WHAT YOU NEED TO DO
Gather each line of the material that contains the string "greenhouse", treating uppercase and lowercase as different.

Items stored from a collection

______________________________

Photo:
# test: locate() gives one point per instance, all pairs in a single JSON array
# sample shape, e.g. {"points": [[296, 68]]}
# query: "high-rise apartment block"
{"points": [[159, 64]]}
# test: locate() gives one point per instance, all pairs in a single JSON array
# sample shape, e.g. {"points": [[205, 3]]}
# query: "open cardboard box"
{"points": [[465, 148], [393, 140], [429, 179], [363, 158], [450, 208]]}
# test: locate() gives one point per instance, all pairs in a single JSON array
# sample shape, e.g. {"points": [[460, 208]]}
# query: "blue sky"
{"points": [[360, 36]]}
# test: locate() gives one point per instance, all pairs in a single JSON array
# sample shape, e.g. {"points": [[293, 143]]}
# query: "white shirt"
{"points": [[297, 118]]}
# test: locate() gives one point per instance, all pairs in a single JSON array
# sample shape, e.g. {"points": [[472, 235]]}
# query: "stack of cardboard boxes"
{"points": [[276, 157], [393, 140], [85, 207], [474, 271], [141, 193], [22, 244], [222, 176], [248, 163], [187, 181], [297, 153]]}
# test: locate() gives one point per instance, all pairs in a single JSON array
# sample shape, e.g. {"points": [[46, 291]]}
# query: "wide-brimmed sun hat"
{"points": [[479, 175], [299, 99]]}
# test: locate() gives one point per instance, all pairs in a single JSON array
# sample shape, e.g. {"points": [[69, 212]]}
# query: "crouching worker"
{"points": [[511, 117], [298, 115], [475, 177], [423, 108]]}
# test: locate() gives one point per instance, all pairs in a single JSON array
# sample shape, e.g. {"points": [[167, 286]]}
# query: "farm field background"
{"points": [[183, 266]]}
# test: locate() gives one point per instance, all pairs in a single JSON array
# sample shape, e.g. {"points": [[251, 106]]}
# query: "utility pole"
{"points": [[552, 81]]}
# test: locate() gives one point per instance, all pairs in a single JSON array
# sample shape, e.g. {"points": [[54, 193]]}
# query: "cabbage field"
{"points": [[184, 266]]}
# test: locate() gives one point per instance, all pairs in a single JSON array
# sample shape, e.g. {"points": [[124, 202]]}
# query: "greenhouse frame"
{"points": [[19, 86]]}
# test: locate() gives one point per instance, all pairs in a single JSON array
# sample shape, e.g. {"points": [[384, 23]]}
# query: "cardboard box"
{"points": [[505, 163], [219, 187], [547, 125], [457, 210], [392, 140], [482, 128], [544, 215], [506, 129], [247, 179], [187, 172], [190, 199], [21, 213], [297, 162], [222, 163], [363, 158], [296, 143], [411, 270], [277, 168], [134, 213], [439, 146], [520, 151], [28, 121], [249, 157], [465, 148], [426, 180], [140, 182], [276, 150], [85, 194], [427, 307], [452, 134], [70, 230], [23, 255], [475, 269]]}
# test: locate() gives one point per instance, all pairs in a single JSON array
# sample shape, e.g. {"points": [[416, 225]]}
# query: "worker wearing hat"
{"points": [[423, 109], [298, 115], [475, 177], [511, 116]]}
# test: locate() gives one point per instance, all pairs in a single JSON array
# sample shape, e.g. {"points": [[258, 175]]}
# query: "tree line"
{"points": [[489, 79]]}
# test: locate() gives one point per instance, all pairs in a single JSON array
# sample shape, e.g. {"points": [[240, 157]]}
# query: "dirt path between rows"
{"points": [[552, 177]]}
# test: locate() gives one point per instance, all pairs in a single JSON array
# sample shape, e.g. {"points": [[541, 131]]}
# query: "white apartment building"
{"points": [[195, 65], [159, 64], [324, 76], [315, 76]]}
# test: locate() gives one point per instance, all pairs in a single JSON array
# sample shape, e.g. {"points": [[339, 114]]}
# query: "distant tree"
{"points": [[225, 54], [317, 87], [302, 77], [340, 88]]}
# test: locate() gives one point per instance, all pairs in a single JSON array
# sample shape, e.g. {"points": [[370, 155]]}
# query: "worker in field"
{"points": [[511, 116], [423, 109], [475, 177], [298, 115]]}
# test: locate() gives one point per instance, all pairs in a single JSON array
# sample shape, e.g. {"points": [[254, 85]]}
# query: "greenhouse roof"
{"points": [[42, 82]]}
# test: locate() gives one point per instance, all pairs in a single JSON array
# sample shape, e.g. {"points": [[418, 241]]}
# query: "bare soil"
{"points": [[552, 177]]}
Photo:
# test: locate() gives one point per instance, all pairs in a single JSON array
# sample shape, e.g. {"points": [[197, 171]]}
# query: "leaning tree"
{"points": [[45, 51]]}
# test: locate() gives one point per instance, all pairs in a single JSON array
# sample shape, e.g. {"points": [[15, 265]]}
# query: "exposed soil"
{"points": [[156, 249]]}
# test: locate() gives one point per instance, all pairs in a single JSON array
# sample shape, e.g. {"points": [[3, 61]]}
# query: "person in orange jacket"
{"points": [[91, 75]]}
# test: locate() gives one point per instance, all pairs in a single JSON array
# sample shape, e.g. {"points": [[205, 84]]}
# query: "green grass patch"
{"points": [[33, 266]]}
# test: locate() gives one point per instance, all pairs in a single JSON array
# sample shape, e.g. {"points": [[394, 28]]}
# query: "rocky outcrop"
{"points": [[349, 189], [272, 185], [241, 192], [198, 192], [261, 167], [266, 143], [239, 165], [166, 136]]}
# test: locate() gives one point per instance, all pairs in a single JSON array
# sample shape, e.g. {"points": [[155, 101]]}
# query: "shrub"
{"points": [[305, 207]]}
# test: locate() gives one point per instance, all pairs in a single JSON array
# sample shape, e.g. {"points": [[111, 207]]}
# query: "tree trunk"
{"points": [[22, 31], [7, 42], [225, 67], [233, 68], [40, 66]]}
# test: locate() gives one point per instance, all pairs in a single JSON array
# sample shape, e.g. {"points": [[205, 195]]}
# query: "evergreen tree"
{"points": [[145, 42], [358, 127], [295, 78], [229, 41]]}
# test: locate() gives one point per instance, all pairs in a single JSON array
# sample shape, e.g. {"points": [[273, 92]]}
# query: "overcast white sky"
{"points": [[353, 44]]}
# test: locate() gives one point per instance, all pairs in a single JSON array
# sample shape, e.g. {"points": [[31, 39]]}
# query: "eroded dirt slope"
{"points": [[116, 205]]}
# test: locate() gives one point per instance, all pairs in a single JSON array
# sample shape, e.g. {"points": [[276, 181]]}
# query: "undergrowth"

______________________________

THE COMPLETED TASK
# query: "greenhouse frame"
# query: "greenhouse roof"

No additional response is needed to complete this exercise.